▶ **Problem to work on**:
Only one span of the listing below should come back. It runs from the line with "For every <instance>" through the line with "box: [721, 441, 867, 469]", and each of its lines must be reproduced exactly.

▶ **Recorded data**:
===

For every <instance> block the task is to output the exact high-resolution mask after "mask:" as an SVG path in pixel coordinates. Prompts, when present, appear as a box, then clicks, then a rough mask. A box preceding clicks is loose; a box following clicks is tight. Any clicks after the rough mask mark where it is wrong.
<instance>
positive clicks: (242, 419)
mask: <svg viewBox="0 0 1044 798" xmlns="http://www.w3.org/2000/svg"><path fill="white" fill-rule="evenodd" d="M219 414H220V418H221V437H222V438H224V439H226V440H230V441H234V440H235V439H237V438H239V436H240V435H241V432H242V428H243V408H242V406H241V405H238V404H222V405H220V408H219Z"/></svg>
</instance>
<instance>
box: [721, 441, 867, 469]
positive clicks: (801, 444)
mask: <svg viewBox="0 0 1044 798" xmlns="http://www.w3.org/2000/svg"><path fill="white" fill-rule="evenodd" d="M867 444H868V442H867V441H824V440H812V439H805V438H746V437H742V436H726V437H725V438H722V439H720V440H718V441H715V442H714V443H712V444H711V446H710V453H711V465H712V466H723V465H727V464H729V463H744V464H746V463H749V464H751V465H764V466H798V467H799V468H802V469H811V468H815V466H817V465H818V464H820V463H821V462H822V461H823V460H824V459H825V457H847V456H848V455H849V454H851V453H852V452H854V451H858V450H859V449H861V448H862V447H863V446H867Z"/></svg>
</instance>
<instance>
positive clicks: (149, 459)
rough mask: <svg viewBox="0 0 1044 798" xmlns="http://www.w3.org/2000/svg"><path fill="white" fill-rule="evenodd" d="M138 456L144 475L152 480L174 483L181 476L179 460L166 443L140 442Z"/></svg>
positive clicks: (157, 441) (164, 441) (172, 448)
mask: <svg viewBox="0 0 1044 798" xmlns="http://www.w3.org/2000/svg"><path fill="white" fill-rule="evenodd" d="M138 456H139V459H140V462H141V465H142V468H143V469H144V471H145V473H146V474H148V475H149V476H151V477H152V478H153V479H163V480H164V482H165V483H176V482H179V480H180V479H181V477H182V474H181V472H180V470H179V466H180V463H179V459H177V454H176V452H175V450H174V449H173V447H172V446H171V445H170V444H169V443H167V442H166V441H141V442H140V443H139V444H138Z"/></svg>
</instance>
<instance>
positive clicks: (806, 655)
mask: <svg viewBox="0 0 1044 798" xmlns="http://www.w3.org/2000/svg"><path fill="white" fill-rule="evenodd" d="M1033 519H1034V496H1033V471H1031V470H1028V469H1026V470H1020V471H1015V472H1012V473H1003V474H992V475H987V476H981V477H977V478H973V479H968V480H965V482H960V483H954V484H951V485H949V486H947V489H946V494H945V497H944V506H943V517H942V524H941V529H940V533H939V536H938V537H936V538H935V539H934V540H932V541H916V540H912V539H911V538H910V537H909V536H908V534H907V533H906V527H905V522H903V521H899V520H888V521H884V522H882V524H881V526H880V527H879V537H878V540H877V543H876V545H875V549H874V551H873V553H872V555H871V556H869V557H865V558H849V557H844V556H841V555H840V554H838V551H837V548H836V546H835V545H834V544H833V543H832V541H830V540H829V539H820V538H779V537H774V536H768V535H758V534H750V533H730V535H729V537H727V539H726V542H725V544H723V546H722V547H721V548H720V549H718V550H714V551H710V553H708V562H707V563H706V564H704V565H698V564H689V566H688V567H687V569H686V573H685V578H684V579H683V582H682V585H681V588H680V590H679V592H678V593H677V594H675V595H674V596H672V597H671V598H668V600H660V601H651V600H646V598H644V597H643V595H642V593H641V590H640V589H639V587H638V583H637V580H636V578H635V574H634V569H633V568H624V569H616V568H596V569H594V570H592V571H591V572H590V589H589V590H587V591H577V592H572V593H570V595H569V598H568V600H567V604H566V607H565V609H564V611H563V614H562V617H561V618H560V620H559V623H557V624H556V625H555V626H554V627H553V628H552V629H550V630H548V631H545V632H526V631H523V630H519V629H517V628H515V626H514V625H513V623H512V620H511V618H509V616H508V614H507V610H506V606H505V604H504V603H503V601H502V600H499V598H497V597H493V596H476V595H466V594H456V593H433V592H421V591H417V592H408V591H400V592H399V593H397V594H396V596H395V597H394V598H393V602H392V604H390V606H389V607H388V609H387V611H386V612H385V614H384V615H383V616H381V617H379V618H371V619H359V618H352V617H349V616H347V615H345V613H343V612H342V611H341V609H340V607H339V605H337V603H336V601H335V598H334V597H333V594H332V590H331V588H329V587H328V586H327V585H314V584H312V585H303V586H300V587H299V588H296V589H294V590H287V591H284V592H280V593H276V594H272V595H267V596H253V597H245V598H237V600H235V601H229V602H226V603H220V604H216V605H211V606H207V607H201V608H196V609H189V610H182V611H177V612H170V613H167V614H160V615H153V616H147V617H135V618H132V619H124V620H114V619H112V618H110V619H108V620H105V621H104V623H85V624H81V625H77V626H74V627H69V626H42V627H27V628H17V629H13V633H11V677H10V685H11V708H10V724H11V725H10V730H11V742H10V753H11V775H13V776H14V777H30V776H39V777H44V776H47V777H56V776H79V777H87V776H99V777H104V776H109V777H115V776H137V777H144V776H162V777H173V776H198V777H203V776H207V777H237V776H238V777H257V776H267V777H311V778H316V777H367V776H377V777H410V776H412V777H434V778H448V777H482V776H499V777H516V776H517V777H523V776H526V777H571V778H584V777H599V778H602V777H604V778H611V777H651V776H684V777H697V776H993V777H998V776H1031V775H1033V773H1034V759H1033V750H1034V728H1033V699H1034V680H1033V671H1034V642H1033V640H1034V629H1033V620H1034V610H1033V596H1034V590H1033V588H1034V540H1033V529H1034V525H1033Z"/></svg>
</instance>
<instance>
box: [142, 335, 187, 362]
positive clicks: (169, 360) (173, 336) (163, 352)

===

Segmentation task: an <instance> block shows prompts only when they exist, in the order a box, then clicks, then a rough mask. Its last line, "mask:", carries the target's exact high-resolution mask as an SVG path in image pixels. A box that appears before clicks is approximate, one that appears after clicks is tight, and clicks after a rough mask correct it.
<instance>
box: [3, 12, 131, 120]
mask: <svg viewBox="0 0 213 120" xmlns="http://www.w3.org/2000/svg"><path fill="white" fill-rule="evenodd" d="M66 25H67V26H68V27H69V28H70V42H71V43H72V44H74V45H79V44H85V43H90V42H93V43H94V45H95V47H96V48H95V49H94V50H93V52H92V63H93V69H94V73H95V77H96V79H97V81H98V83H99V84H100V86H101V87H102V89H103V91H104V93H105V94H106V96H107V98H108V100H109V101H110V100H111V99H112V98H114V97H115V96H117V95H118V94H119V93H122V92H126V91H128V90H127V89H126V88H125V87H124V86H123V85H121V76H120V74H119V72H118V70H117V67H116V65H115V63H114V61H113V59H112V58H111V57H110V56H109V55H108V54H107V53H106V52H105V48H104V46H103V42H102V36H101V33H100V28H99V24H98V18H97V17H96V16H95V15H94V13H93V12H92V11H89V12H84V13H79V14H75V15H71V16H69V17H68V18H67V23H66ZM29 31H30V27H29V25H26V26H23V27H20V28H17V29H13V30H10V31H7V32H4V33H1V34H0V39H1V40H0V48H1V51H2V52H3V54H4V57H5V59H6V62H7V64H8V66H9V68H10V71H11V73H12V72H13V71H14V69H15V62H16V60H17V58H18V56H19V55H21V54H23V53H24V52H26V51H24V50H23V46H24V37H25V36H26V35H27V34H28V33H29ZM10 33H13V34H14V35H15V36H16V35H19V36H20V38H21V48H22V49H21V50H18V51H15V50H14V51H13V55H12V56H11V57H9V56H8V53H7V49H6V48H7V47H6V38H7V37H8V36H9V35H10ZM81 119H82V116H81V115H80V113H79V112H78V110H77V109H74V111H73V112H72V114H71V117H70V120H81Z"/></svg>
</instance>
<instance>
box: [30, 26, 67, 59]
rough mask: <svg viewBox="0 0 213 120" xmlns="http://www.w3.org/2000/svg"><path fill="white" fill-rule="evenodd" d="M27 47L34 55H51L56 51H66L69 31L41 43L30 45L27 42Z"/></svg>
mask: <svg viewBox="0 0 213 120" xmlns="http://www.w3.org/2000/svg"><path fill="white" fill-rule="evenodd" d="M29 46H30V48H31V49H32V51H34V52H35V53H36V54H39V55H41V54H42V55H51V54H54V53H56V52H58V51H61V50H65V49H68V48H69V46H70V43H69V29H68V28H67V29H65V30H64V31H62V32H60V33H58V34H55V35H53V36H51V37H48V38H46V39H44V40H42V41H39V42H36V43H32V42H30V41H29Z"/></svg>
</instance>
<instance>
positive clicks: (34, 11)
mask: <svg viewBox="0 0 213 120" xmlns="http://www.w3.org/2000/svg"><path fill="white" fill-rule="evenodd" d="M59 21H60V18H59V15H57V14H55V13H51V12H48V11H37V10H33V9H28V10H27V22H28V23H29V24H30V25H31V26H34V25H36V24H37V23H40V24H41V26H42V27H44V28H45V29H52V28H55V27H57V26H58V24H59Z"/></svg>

===

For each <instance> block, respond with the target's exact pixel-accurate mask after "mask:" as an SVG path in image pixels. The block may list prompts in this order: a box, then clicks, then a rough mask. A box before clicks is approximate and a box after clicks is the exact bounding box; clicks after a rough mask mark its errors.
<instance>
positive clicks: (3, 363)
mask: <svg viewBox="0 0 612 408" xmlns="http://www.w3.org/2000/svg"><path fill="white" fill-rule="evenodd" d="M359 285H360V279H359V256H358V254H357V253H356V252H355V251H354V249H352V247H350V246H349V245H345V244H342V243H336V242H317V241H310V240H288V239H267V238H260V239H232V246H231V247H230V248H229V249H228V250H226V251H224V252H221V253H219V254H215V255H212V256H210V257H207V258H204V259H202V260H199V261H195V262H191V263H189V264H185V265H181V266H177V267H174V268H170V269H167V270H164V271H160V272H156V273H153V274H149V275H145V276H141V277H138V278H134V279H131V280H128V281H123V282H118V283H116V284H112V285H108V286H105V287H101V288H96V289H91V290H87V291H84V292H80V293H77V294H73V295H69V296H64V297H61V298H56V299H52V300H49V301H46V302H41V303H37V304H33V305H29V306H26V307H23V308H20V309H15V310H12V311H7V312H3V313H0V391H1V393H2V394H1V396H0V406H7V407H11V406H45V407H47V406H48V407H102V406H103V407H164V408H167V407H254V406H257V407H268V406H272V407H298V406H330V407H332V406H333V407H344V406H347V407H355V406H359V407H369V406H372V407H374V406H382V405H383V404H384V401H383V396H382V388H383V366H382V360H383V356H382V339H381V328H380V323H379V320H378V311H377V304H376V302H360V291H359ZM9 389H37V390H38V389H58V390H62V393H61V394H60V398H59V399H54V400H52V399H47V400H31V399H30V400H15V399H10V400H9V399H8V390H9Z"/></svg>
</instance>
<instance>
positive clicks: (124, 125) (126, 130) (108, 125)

===

▶ **Result of this task**:
For every <instance> block the task is to output the exact high-resolution mask after "mask:" as an SVG path in pixel coordinates. Prompts, when present, appear as a box, then clicks, then a rough mask. A box preceding clicks is loose; a box following clicks is tight. Any clicks after the rough mask mark where it is wrong.
<instance>
positive clicks: (242, 419)
mask: <svg viewBox="0 0 1044 798" xmlns="http://www.w3.org/2000/svg"><path fill="white" fill-rule="evenodd" d="M219 414H220V418H221V437H222V438H224V439H226V440H230V441H234V440H235V439H237V438H239V436H240V435H241V432H242V428H243V408H242V406H241V405H238V404H222V405H220V408H219Z"/></svg>
</instance>
<instance>
box: [721, 441, 867, 469]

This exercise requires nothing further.